Keeping every line intact, print the records that follow.

+++ Available data

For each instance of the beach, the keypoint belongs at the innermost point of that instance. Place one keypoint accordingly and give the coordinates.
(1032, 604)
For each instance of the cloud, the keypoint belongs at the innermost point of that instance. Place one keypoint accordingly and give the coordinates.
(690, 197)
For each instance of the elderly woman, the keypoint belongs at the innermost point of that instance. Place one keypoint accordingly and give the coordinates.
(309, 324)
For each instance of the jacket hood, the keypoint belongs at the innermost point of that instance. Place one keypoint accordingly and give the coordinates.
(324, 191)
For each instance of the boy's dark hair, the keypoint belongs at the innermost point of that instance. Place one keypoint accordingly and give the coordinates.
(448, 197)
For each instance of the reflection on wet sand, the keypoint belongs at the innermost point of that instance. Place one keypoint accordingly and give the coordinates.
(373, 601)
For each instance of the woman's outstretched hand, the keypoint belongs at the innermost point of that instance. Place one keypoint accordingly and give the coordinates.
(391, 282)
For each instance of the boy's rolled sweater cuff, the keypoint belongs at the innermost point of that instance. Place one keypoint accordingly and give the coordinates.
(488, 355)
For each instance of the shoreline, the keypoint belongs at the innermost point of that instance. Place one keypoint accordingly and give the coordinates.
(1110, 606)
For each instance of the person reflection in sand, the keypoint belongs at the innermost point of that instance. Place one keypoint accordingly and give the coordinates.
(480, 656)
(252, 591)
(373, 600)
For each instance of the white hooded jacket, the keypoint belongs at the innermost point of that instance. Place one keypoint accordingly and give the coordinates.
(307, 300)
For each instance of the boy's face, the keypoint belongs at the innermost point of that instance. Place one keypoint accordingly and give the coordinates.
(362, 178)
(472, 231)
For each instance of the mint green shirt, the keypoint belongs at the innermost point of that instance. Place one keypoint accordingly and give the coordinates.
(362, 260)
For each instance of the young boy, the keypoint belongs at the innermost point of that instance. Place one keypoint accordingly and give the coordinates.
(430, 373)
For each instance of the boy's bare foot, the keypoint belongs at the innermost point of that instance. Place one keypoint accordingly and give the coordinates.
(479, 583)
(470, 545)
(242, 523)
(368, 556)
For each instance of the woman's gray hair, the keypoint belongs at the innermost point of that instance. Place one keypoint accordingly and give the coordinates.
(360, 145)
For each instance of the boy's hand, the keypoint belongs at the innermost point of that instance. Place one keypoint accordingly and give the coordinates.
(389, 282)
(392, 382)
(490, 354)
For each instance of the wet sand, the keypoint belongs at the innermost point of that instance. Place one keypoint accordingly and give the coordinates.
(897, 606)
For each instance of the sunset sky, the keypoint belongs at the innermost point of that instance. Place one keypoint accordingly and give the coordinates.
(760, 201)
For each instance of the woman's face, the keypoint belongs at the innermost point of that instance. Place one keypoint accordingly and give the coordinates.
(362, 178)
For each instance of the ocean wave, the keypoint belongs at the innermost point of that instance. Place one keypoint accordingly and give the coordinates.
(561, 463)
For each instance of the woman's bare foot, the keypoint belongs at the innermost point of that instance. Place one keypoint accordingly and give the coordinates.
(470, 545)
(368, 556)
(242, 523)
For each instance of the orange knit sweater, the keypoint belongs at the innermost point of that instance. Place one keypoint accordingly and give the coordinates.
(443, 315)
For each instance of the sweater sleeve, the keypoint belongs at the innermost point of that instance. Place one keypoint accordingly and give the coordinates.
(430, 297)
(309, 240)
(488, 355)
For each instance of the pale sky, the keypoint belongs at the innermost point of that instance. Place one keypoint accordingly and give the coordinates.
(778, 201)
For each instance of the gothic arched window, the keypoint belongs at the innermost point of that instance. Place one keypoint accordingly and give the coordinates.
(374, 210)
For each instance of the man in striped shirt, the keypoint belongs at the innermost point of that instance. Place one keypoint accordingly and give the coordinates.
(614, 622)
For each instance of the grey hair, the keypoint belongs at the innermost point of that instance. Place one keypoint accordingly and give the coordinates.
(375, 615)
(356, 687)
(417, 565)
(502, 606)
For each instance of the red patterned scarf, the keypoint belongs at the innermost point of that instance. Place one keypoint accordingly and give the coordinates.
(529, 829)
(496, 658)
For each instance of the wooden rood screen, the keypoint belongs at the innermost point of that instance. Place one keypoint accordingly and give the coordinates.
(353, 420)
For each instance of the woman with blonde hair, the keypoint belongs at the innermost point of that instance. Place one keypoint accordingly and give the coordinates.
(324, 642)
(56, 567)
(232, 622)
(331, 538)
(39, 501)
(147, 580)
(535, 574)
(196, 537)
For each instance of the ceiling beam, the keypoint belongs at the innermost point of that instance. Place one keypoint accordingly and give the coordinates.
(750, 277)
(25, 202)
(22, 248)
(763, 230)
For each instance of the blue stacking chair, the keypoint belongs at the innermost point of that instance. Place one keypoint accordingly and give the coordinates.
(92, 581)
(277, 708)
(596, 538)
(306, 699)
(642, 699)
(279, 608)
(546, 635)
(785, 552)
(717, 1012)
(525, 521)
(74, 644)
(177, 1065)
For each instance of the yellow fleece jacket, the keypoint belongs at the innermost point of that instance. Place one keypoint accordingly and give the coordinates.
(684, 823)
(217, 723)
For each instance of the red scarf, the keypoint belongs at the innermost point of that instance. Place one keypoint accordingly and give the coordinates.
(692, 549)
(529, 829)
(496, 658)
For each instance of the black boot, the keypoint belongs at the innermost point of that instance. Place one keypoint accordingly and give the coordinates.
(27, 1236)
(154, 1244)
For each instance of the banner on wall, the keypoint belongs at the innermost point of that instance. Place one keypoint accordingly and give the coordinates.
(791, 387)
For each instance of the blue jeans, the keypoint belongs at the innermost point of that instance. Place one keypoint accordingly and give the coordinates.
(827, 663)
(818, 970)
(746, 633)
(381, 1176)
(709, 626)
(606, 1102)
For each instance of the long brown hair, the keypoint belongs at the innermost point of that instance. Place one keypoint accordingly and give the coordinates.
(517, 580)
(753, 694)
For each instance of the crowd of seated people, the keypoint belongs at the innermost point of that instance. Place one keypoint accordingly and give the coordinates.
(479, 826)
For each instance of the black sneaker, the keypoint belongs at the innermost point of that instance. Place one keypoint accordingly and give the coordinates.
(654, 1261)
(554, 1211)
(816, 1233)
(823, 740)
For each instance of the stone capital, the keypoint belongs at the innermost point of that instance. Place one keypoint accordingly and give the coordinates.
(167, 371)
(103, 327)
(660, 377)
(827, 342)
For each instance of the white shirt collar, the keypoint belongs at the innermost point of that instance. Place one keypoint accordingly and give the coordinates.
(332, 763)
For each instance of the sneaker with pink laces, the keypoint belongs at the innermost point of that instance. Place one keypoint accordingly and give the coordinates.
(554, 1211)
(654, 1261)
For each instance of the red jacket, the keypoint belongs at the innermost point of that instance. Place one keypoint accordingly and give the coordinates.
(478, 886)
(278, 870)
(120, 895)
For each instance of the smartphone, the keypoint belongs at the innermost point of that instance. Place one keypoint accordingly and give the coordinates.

++++++

Written answer:
For each instance of the beach, the keypoint belongs at the innermost point of that instance. Place one keypoint accordingly and give the coordinates.
(1032, 604)
For each instance of the cloud, the keypoint belongs at the innermost point of that instance. Place one keypoint accordingly and give the coordinates.
(690, 197)
For each instance of the elderly woman, the keypoint belongs at the innermost point of that instance. Place one keypoint accordingly and give the coordinates.
(309, 324)
For each instance of the jacket hood, the keypoint belongs at the innermost point of that instance. Place one keypoint accordingly and give the coordinates.
(324, 191)
For each instance of the boy's dark hair, the keypoint belongs at the innermost point of that instance. Place one keypoint accordingly and give the coordinates.
(448, 197)
For each instance of the reflection on wet sand, the keypoint belongs at the innermost point of that instance. Place one keypoint accordingly and give the coordinates.
(373, 601)
For each instance of the woman's outstretched hand, the keypoint belongs at the innermost point of that instance. Place one keypoint accordingly and give the coordinates.
(391, 282)
For each instance of the boy's rolled sweater cuff, the keypoint belongs at the innermost point of that instance. Place one keypoint accordingly and give the coordinates.
(488, 355)
For each instance of the shoreline, the keypoint belongs at the innermost point of that instance. Place one keypoint accordingly and give the coordinates.
(1110, 606)
For each instance of the person reflection in sand, the keypoint belongs at the innermost point of that instance. Place one keypoint accordingly and give the coordinates.
(480, 656)
(252, 591)
(373, 600)
For each instance of the white hooded jacket, the keypoint belongs at the innermost point of that instance. Place one keypoint accordingly and give the coordinates.
(307, 300)
For each instance of the boy's face, the keypoint belongs at the innermost point of that instance. Place one keypoint accordingly and give the coordinates.
(362, 178)
(472, 231)
For each instance of the mint green shirt, the keypoint belongs at the innermost point of that instance. Place one keypoint accordingly and give the coordinates.
(362, 260)
For each instance of the young boy, the keypoint belongs at the innermost point of that instance. Place one keypoint accordingly and give the coordinates.
(430, 373)
For each instance of the boy's bare foot, the keypoint belongs at the innermost point of that instance. Place one keypoint accordingly and give the coordinates.
(479, 583)
(470, 545)
(242, 523)
(368, 556)
For each instance of the woman's gray hair, the keypoint belongs at the innermost point of that instance. Place one keypoint accordingly and give the coordinates.
(360, 145)
For each instance of the boy's hand, the keypoint belongs at the innermost point of that instance. Place one keypoint accordingly and give the coordinates.
(389, 282)
(392, 382)
(490, 354)
For each instance of the wet sand, the keypoint belongs at the innermost point of that instance. Place one keypoint accordingly and give the coordinates.
(897, 606)
For each instance of the sunset sky, the keypoint belongs at the innermost point of that instance. Place one keypoint accordingly and give the coordinates.
(760, 201)
For each instance of the woman's face, the keypoint belongs at the innermost point of that instance. Place one keypoint accordingly and give the coordinates.
(362, 178)
For each instance of the ocean wave, the keypoint belongs at the innermost point of that instance. Place one keypoint accordingly and give the coordinates.
(561, 463)
For each instance of the woman's bare foot, the keypoint belongs at the innermost point of that instance. Place one keypoint accordingly and give the coordinates.
(470, 545)
(368, 556)
(242, 523)
For each instance of the orange knit sweater, the keypoint belongs at the innermost point of that instance. Place one keypoint accordingly and give the coordinates.
(443, 315)
For each instance of the sweater sleeve, the keypoint belongs at the innermost point of that instance. Place one keypoint accordingly and give the coordinates.
(430, 297)
(309, 240)
(488, 355)
For each instance of the pale sky, the keypoint belongs at the innermost point of that instance. Place one keypoint accordingly and give the coordinates.
(778, 201)
For each instance of the gothic arched window, the keypoint belongs at the innermost point of that instance. Place one keypoint accordingly and give the coordinates.
(374, 210)
For each instance of the man in striped shirt, the keypoint belongs at the innermost point of that instance. Place one keypoint accordingly and give the coordinates.
(614, 622)
For each instance of the grey hair, the keypoint belongs at the innermost point of that instance. Place one keypoint accordingly and give the coordinates.
(375, 615)
(356, 687)
(417, 565)
(502, 606)
For each instance of the red patterned scarf, the keypoint belongs at the innermost point of that instance. Place one keypoint accordingly and give the coordinates.
(529, 829)
(496, 658)
For each instance of the wooden rood screen, the keypoint belongs at the innermost point of that instance. Place one keypoint accordingly and give the coordinates.
(353, 420)
For each instance of the woman with blonde hair, the keypoint belongs at the innermost point of that instance. Place one keypoint accordingly and give the coordinates.
(324, 642)
(56, 567)
(232, 622)
(331, 538)
(39, 501)
(147, 580)
(535, 574)
(196, 537)
For each instance of the ceiling beam, the keypoint belongs at the innermost point of that instance. Place one keypoint accordingly and give the coordinates.
(750, 277)
(25, 202)
(22, 248)
(763, 230)
For each instance of the blue stacking chair, the keypoint belongs at the innermost point of that instance. Place one keypoint accordingly and give the coordinates.
(92, 581)
(277, 708)
(596, 538)
(306, 699)
(642, 699)
(279, 608)
(546, 635)
(785, 552)
(717, 1012)
(525, 521)
(74, 644)
(177, 1065)
For each instance of the yellow fleece jacket, the keypoint belongs at the innermost point of that instance. Place one keypoint accordingly and give the coordinates.
(684, 823)
(217, 723)
For each instance of the red scarf, the keypoint belongs at the innermost point of that instance. Place one keypoint accordingly and give the coordinates.
(692, 549)
(529, 829)
(496, 658)
For each instance of the black boot, the keypoint belongs at the innermost point of that instance. Place one keypoint accordingly and give the coordinates.
(27, 1236)
(154, 1244)
For each instance of the banner on wall, the keypoint belongs at the innermost point of that instance. Place one keypoint accordingly and give the coordinates.
(791, 387)
For each instance of the blue jeans, the keypoint belongs at the innermost point of that instance. Place one keypoint accordingly and give the coordinates.
(827, 663)
(818, 970)
(746, 633)
(381, 1176)
(709, 626)
(606, 1102)
For each instance of the long brown hair, the keypoint belongs at the innermost point of that instance. Place one keypoint accordingly and give the coordinates.
(517, 580)
(753, 694)
For each instance of the crowd of seated people, the keypoint belongs at the innermost point of that instance. Place one keypoint accordingly and give the coordinates.
(479, 826)
For each instance of the black sneaker, the keypoint belongs at the innermost point of that instance. Place one keypoint accordingly and give the coordinates.
(654, 1261)
(554, 1211)
(816, 1233)
(823, 740)
For each instance of the stone capital, the keypoint belongs at the innermost point of that instance. Place one keypoint accordingly and give the coordinates.
(167, 371)
(103, 327)
(660, 377)
(827, 342)
For each instance of the white shirt collar, the keypoint belongs at the innermost point of that instance. Place one keypoint accordingly and give the coordinates.
(332, 763)
For each instance of the sneaker with pink laces, the keypoint belongs at the innermost point of that instance. Place one keypoint accordingly and give the coordinates.
(554, 1211)
(654, 1261)
For each instance of the red jacket, the keypoint belongs at the innermost point of that instance. Place one keypoint accordingly and give the coordinates.
(478, 886)
(278, 870)
(120, 895)
For each instance of the smartphone, the keypoint belongs at the innermost point of that instance. Place one keypoint accordingly and give the coordinates.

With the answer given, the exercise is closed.